Try it:
Would you return the entries below word for word?

Segment Start: Source data

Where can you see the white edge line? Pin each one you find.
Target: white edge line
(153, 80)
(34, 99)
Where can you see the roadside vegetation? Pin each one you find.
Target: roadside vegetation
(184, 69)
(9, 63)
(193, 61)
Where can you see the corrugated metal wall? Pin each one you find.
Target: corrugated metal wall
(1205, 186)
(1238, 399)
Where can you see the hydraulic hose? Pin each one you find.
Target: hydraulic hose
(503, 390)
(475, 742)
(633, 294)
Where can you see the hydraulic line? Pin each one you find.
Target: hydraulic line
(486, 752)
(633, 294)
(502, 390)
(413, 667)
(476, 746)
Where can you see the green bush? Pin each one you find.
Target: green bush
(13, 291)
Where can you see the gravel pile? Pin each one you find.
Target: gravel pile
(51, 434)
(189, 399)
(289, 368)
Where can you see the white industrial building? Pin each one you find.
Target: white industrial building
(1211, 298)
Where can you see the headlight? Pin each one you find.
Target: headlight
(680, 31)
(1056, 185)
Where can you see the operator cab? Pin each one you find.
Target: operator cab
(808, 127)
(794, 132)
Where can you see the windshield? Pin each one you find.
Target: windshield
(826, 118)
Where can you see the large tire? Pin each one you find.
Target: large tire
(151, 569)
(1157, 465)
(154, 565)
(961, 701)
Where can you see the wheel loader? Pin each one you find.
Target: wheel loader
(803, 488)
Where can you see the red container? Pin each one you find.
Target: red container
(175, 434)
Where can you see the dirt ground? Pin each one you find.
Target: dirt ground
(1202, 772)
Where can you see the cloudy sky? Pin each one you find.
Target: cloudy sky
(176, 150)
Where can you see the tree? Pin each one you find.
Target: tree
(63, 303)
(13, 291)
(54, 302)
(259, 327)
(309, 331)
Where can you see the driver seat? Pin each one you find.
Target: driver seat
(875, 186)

Segment End: Source data

Reply to the exercise:
Where can you see the white edge line? Pin each one you find.
Target: white edge line
(153, 80)
(34, 99)
Where can you see the roadside vegetation? Pin each one you find.
Target: roadside vegetation
(184, 69)
(9, 63)
(193, 61)
Where can you see the corrugated metal wall? Pin each one you find.
Target: corrugated metal wall
(1205, 186)
(1238, 399)
Where can you see the hydraulic hose? Pin each one you find.
Target: hydraulic hose
(503, 390)
(475, 742)
(633, 294)
Where can you see the hydraulic line? Pin each one you find.
Target: hydraulic line
(486, 752)
(633, 294)
(502, 390)
(413, 667)
(476, 746)
Where can you see the green bush? Pin each one you find.
Target: green bush
(13, 291)
Where can you see the gravel pile? Pin each one you find.
Target: gravel pile
(51, 434)
(189, 399)
(289, 368)
Where can you see the white industrial building? Pin each one you find.
Target: white industrial building
(1211, 298)
Where can you see the headlight? Pin each one you find.
Target: headlight
(680, 31)
(1056, 185)
Where can you see the operator cab? Pin each one you find.
Target: operator cab
(808, 127)
(794, 132)
Where can you see the windshield? Pin each one you find.
Target: windshield
(826, 118)
Where can you see the large tire? Pin each one you find.
Target: large tire
(151, 569)
(1157, 465)
(154, 565)
(961, 701)
Where can you see the wheel loader? Pin each one you find.
Target: wheel loader
(803, 488)
Where can you see the red container? Pin each one you find.
Target: red container
(175, 434)
Where can you see the dirt ground? Pin each one you find.
Target: dirt ground
(1202, 772)
Where can you see the cloudy sky? Pin each one you find.
Target: cloudy sky
(176, 150)
Where can you see the tree? Pin each one you find.
Target: tree
(63, 303)
(13, 291)
(54, 302)
(259, 327)
(309, 331)
Where can you see the driver seat? Pin each one you find.
Target: driver seat
(875, 186)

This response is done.